======== Data excerpts ========
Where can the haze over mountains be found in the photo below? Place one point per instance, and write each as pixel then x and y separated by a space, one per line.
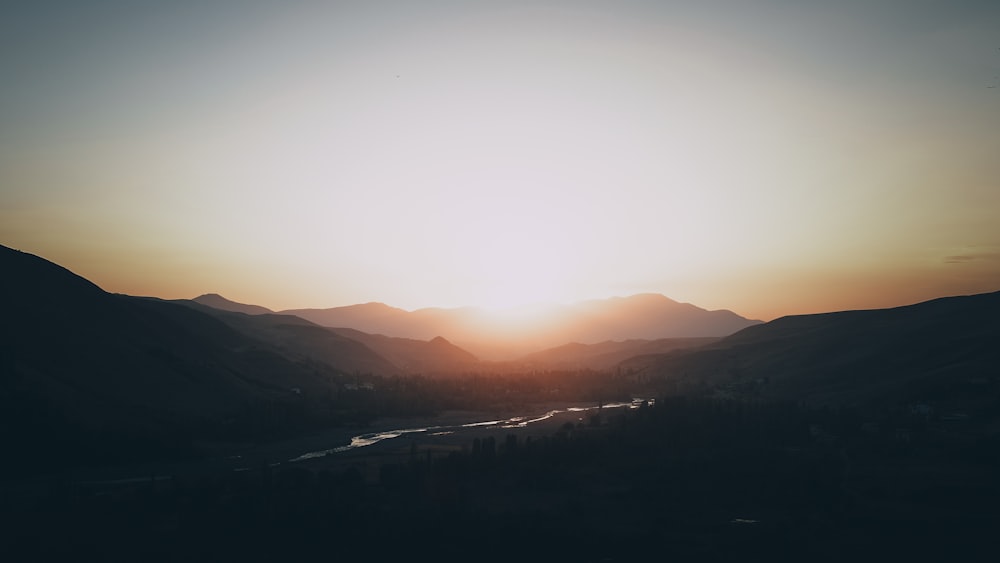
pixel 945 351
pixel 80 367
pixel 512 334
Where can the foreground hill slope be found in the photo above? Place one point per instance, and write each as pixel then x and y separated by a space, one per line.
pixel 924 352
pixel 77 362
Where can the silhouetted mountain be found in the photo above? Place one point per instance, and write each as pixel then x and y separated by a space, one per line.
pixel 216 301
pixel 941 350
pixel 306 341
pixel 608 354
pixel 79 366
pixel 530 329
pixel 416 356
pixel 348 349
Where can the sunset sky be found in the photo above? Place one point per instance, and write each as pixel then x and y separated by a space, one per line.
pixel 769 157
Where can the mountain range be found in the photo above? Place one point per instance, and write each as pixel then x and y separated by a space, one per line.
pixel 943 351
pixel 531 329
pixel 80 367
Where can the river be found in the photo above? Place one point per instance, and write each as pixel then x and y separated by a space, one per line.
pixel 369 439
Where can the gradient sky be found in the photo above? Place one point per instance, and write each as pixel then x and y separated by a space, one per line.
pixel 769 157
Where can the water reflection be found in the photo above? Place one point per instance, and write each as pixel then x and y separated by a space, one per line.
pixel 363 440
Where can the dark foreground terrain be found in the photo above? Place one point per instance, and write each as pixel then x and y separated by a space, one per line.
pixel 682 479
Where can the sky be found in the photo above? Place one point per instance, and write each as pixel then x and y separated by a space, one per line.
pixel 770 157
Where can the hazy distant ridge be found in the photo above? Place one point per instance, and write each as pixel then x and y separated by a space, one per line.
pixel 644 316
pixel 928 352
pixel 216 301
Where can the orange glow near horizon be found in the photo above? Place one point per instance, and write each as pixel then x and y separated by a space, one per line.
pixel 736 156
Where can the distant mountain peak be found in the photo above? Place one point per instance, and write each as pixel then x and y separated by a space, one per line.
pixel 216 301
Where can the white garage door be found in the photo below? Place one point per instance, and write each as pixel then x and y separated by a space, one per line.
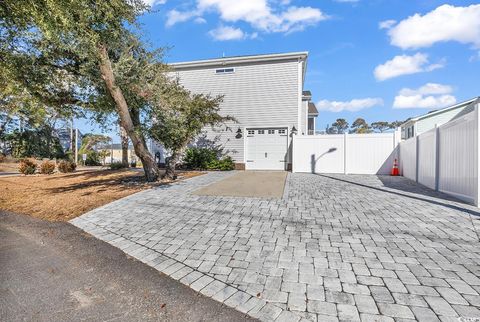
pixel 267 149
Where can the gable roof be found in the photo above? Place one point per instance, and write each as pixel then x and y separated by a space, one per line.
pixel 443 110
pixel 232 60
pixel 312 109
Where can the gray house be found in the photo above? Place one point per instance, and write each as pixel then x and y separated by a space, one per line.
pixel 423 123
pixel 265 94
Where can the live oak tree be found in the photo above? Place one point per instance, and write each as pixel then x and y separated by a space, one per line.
========
======== Data excerpts ========
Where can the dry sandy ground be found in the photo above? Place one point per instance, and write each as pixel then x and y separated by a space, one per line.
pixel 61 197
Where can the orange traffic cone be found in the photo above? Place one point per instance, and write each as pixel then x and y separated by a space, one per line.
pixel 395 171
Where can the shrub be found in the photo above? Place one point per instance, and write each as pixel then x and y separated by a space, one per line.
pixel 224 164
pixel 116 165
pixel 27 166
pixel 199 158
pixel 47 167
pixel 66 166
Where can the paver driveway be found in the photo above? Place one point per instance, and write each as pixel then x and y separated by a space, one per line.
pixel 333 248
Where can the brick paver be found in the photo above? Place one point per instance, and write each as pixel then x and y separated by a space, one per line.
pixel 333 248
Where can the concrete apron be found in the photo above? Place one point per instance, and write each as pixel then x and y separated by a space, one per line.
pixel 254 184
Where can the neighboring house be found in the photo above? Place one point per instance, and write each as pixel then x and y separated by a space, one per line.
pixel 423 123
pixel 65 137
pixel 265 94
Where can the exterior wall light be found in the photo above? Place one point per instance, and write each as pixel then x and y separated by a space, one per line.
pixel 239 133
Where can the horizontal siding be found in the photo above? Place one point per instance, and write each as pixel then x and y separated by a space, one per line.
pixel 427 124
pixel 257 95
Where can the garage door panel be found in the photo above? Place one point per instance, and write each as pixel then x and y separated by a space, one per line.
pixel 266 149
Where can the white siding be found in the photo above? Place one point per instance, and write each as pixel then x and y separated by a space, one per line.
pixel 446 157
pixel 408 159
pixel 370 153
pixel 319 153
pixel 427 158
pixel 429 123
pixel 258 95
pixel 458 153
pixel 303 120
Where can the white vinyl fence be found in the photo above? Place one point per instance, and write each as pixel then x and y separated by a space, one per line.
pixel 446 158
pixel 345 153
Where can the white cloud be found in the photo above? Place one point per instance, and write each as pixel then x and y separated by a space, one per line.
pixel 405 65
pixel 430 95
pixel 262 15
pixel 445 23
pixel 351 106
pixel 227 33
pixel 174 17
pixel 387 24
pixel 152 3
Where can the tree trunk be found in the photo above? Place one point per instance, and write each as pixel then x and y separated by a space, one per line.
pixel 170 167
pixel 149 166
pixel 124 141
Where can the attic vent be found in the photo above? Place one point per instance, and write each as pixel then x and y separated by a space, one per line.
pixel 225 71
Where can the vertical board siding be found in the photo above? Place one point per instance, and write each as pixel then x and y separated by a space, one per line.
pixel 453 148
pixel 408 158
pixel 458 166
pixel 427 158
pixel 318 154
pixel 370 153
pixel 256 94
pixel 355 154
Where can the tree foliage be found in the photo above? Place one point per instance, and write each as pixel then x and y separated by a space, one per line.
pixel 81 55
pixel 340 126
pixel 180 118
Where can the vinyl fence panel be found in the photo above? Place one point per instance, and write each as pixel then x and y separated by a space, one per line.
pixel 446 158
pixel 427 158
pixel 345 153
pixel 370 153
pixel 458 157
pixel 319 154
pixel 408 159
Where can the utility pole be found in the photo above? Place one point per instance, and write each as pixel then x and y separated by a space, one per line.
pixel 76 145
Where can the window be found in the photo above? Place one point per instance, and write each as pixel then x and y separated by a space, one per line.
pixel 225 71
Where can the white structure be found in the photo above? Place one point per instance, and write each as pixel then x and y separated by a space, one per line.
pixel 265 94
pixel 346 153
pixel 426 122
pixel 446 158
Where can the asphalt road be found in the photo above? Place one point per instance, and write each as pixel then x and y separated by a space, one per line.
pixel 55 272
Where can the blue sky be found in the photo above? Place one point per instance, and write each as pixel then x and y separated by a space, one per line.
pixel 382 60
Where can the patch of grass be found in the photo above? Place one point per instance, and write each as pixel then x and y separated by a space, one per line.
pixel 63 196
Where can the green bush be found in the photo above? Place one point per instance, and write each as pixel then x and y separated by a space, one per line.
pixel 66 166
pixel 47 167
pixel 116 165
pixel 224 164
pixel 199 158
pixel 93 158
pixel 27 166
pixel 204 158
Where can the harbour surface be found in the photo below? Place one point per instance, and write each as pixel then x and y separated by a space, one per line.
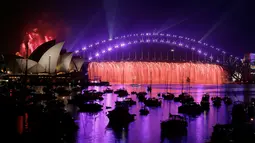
========
======== Data excerpts ========
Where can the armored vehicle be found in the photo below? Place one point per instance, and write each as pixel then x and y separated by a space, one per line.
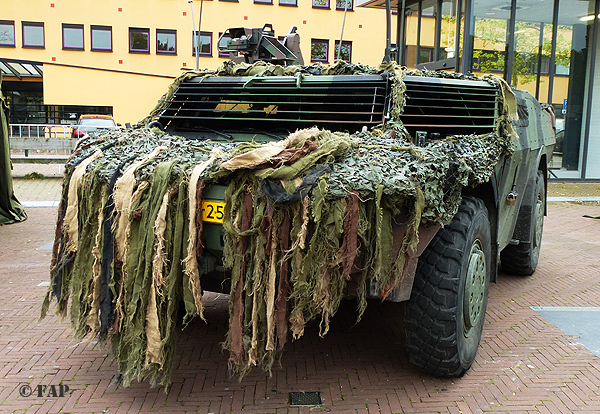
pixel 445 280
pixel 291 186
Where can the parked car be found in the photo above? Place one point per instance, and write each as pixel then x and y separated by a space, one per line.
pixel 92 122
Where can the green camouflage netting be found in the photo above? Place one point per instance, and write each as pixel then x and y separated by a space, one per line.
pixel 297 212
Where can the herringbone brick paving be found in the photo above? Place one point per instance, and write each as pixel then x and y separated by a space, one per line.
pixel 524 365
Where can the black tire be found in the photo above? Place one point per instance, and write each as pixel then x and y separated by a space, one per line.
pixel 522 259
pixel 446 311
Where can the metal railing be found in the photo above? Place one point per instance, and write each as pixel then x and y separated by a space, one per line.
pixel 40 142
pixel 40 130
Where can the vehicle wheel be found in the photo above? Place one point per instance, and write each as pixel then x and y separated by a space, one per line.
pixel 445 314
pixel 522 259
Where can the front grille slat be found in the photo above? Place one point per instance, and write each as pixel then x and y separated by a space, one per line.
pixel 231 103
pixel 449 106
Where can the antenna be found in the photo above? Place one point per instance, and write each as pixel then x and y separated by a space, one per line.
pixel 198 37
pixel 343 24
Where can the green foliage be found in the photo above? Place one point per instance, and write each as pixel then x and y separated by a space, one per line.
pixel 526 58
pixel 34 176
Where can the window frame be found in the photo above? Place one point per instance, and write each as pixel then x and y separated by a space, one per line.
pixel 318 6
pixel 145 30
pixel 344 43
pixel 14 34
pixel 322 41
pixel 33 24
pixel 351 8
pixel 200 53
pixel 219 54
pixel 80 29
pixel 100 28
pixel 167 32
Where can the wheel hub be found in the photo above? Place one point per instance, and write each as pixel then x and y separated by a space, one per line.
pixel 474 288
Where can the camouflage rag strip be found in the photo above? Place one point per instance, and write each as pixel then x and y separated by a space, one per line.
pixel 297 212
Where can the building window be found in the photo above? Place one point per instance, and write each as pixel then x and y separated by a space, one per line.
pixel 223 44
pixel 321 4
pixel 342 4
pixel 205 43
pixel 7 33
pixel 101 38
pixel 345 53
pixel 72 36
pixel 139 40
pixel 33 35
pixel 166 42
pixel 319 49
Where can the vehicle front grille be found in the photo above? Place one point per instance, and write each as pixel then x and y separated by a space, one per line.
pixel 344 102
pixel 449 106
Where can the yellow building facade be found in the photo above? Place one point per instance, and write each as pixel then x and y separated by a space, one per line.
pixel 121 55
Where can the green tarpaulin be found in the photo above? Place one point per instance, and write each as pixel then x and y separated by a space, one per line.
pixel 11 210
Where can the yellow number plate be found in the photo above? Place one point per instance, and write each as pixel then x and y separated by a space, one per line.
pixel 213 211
========
→ Challenge
Render the lines of the records from the line with "Where can the building" up to and including the line with "pixel 319 49" as a Markdown table with the columns Row and Line, numbering each row and leaving out blank lines.

→ Solution below
| Row | Line |
|---|---|
| 1 | Where can the building window be found in the photo above? Place one point per instance, and write each as pixel then x and y separated by a space, one per line. |
| 2 | pixel 223 44 |
| 3 | pixel 321 4 |
| 4 | pixel 342 4 |
| 5 | pixel 205 43 |
| 6 | pixel 7 33 |
| 7 | pixel 101 38 |
| 8 | pixel 345 53 |
| 9 | pixel 72 36 |
| 10 | pixel 139 40 |
| 11 | pixel 33 35 |
| 12 | pixel 166 42 |
| 13 | pixel 319 49 |